Natural-language object grounding data
------------------------
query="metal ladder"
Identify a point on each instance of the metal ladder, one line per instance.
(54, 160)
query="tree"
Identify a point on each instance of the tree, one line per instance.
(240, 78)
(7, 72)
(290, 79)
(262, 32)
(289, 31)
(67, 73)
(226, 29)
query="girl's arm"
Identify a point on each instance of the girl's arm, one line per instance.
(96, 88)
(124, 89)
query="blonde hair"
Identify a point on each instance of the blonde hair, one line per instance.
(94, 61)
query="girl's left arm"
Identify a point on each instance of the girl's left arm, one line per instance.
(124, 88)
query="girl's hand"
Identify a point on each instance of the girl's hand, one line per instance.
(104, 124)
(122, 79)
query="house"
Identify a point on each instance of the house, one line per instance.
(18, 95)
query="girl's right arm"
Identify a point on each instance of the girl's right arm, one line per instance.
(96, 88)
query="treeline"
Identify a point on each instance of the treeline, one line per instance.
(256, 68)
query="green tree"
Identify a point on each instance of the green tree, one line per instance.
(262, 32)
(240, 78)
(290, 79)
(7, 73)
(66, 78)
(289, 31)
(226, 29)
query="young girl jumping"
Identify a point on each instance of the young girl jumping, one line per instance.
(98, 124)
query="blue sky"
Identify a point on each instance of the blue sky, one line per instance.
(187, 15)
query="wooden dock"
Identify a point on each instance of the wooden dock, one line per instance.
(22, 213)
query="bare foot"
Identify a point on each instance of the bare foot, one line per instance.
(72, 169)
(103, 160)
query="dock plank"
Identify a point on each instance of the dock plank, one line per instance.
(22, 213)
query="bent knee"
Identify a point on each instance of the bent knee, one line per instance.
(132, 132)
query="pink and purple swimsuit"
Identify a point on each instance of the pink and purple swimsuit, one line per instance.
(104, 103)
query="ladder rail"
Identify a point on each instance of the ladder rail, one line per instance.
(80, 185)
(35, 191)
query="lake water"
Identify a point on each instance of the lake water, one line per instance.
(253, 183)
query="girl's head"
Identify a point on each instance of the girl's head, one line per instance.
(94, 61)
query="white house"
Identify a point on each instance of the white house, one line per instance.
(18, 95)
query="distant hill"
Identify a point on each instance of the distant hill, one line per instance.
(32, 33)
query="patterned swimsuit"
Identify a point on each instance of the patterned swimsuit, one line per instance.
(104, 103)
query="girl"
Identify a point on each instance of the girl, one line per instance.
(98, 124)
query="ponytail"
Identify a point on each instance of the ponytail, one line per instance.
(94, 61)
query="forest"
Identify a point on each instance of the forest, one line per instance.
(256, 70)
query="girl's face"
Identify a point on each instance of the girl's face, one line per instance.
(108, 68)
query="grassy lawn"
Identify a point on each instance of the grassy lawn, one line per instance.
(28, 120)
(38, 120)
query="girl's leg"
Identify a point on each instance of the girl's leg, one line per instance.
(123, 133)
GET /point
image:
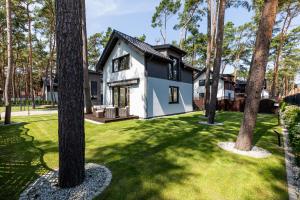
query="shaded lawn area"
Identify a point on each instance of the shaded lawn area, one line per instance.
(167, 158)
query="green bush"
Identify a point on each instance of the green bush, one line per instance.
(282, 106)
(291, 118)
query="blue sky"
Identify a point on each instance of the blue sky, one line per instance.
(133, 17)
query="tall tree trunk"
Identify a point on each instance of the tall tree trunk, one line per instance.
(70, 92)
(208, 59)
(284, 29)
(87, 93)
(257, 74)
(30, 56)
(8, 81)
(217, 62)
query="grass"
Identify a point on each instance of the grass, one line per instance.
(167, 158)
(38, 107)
------------------------
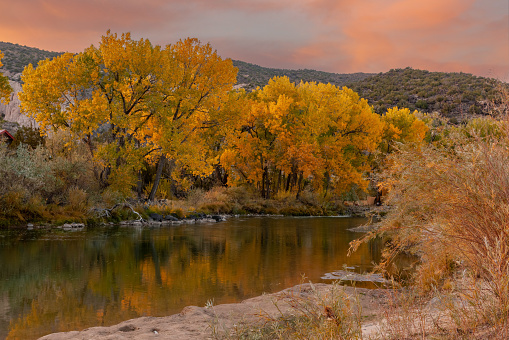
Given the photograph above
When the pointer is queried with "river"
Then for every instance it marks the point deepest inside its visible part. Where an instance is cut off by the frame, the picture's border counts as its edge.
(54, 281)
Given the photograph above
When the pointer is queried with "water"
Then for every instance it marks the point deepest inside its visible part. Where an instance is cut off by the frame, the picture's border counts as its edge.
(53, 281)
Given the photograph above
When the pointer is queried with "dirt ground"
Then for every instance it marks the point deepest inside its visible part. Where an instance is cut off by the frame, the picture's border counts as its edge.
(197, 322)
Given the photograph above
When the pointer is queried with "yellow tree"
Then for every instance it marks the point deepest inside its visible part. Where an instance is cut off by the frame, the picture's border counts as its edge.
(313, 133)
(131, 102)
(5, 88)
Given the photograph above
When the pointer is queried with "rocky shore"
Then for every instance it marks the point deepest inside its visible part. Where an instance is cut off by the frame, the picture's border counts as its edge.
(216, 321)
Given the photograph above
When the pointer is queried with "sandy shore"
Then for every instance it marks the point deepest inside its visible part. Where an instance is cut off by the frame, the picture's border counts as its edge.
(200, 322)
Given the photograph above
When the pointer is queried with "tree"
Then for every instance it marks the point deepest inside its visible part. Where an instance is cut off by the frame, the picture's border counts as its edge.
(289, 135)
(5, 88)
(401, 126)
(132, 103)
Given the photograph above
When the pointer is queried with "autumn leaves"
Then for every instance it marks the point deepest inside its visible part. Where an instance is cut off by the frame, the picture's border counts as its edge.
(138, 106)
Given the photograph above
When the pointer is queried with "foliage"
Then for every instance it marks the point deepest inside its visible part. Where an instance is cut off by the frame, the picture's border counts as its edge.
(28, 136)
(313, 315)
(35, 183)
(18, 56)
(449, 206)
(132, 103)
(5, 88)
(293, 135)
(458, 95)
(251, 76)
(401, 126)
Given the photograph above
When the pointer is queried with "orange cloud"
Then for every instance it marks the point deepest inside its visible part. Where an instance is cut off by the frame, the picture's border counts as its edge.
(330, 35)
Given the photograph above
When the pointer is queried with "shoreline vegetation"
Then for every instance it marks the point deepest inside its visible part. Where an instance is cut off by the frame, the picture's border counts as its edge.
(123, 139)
------------------------
WORK TO COMPLETE:
Only lines with the word "queried" go in the answer. Take them all from the entries above.

EXERCISE RESULT:
When the pointer is queried with "river"
When the pointer is queried with "water"
When the pointer is queried with "dirt ground"
When the pointer is queried with "yellow tree"
When the pointer is queried with "rocky shore"
When the pointer is queried with "sandy shore"
When the pointer is queried with "tree"
When the pointer is queried with "autumn leaves"
When the pointer is queried with "foliage"
When the pointer is queried with "orange cloud"
When the pointer is queried with "shoreline vegetation"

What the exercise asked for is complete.